The problem: Report every line in the material below that contains the word "vegetation", copying each one in full.

Record extracts:
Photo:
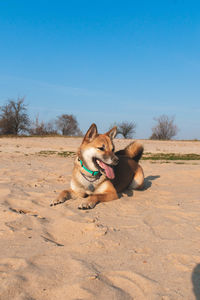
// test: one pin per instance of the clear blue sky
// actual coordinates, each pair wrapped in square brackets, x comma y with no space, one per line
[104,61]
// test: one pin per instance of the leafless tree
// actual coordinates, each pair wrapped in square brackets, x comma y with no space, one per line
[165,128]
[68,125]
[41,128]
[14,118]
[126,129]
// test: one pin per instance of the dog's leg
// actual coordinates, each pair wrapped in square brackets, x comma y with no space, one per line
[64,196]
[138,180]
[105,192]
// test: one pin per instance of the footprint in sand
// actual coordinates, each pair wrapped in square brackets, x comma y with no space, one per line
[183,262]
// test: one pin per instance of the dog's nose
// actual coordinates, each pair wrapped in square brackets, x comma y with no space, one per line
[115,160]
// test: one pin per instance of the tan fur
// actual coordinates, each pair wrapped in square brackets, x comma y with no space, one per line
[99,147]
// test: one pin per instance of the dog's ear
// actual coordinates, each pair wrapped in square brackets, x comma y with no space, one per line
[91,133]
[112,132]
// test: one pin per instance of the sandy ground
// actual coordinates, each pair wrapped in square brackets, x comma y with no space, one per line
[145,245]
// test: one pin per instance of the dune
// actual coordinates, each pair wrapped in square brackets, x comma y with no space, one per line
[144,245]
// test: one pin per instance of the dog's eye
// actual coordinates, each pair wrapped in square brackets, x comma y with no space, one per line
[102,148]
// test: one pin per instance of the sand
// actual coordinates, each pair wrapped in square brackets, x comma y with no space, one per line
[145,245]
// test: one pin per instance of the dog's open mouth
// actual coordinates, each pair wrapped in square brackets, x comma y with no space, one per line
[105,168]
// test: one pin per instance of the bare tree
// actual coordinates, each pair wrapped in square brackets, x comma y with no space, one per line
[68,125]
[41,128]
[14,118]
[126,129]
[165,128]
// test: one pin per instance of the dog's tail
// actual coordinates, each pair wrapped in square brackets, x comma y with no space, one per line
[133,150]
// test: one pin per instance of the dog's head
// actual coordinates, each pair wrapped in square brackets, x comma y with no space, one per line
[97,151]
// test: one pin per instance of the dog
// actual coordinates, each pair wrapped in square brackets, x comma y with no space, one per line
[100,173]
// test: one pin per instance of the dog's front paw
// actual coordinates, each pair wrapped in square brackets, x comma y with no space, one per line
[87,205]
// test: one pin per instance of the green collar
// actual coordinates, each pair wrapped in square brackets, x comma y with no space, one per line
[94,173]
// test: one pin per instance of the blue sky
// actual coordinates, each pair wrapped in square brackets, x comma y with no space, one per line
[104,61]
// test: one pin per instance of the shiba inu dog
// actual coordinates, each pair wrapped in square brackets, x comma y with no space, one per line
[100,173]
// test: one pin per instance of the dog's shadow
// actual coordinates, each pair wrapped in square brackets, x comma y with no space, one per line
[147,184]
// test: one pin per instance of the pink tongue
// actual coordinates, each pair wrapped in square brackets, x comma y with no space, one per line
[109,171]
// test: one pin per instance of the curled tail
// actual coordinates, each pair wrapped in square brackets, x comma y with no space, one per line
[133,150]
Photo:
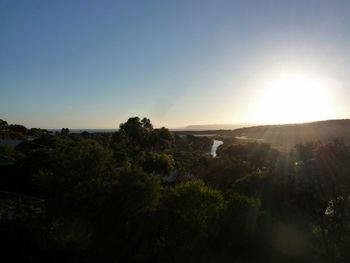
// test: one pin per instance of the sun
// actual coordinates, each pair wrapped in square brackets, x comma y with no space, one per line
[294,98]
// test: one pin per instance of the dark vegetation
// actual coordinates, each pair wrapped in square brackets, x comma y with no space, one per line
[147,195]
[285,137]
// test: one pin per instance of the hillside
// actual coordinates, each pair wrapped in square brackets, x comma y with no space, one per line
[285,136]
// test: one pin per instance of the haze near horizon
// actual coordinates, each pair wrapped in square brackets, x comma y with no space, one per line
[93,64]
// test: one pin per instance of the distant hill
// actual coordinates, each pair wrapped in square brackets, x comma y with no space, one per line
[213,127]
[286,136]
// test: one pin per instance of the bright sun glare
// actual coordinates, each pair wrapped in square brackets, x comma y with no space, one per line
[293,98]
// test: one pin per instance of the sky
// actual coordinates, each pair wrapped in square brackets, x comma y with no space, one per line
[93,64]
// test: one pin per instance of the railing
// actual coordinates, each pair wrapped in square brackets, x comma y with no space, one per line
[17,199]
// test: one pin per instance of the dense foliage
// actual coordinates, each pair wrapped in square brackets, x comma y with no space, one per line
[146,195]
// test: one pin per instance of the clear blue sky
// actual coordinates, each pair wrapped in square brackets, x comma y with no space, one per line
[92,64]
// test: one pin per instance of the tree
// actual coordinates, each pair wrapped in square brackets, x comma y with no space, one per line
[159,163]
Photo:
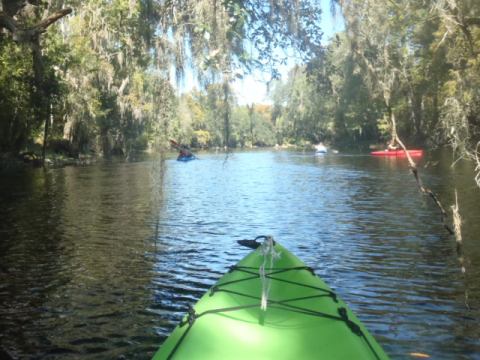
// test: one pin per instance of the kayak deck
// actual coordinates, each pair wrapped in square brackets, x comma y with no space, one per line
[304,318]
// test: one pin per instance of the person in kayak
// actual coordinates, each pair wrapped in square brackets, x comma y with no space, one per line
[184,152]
--
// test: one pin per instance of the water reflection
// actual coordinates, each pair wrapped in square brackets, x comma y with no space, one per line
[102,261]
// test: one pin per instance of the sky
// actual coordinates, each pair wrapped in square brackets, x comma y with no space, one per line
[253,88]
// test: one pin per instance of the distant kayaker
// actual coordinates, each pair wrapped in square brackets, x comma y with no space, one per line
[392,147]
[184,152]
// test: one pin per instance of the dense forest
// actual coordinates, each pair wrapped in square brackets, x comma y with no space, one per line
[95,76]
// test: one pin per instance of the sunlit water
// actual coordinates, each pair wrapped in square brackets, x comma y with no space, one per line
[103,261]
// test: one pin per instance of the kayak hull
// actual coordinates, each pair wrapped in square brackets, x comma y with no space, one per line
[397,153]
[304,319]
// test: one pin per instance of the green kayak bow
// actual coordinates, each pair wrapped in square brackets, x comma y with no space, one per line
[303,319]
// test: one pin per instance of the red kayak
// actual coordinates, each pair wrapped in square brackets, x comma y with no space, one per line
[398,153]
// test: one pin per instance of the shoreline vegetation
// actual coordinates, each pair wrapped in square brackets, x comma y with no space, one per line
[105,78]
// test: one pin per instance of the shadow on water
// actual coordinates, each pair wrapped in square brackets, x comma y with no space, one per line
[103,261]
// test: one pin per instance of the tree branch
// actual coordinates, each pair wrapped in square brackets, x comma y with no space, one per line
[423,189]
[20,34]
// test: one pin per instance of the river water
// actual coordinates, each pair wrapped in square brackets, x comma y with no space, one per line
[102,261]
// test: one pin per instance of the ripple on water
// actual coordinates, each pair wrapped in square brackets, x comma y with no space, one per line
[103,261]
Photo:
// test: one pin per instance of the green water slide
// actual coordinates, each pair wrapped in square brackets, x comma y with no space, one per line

Task response:
// test: one pin per instance of the dark vegetation
// test: one pin per instance of the shoreline vegetation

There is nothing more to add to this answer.